Which lines of the data below contain the word "Target"? Report each such line in full, treating uppercase and lowercase letters as different.

DATA EXCERPTS
** Begin **
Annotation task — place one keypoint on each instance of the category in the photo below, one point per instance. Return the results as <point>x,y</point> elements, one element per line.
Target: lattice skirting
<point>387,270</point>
** End **
** Begin **
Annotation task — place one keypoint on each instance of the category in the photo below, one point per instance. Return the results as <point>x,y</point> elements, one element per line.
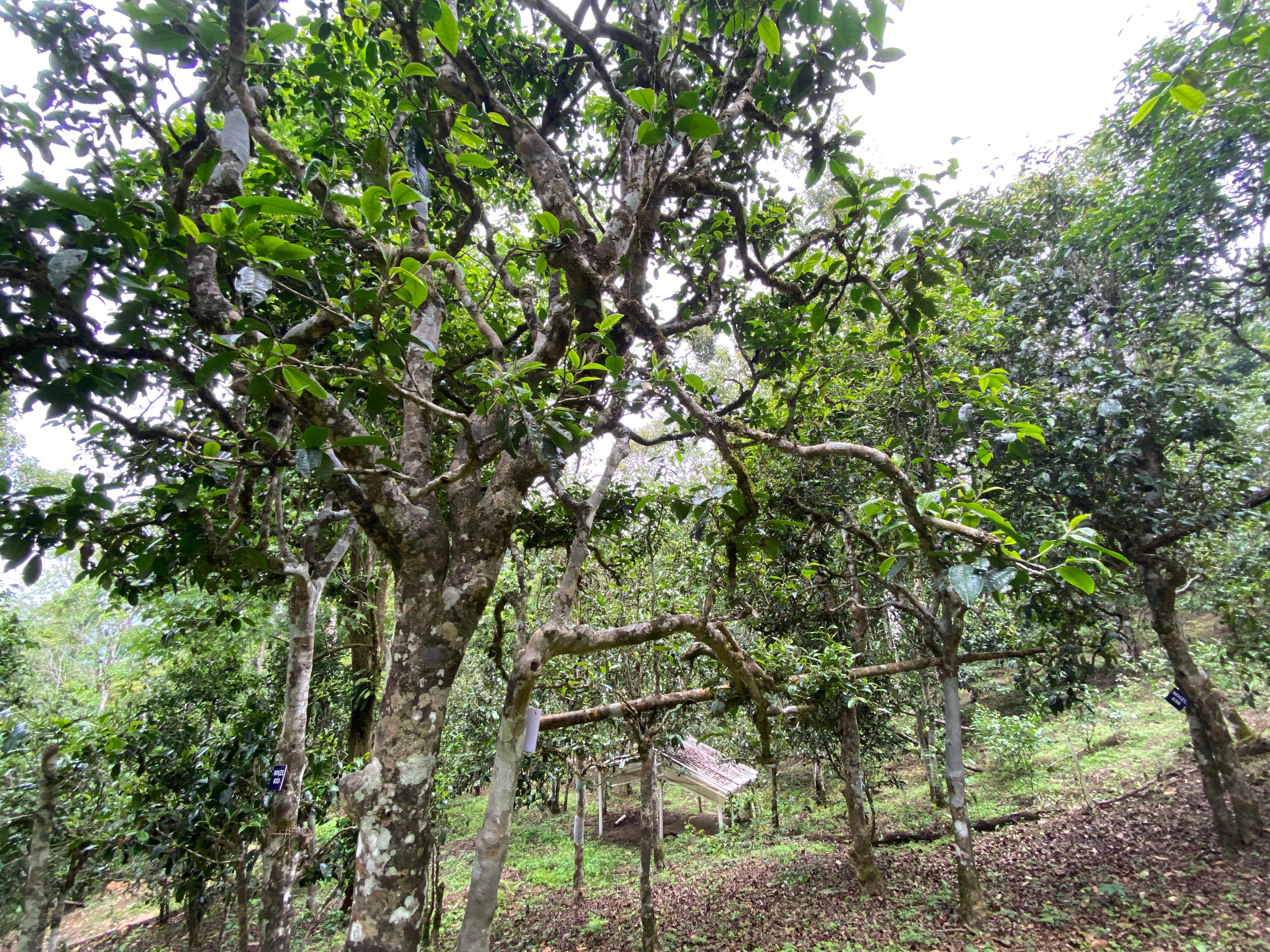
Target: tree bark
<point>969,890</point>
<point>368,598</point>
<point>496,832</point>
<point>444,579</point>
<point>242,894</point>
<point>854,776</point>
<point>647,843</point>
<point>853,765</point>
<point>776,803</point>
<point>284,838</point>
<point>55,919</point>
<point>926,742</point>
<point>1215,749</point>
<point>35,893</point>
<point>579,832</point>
** End **
RIGHT ANSWER
Target: lattice skirting
Target: tree bark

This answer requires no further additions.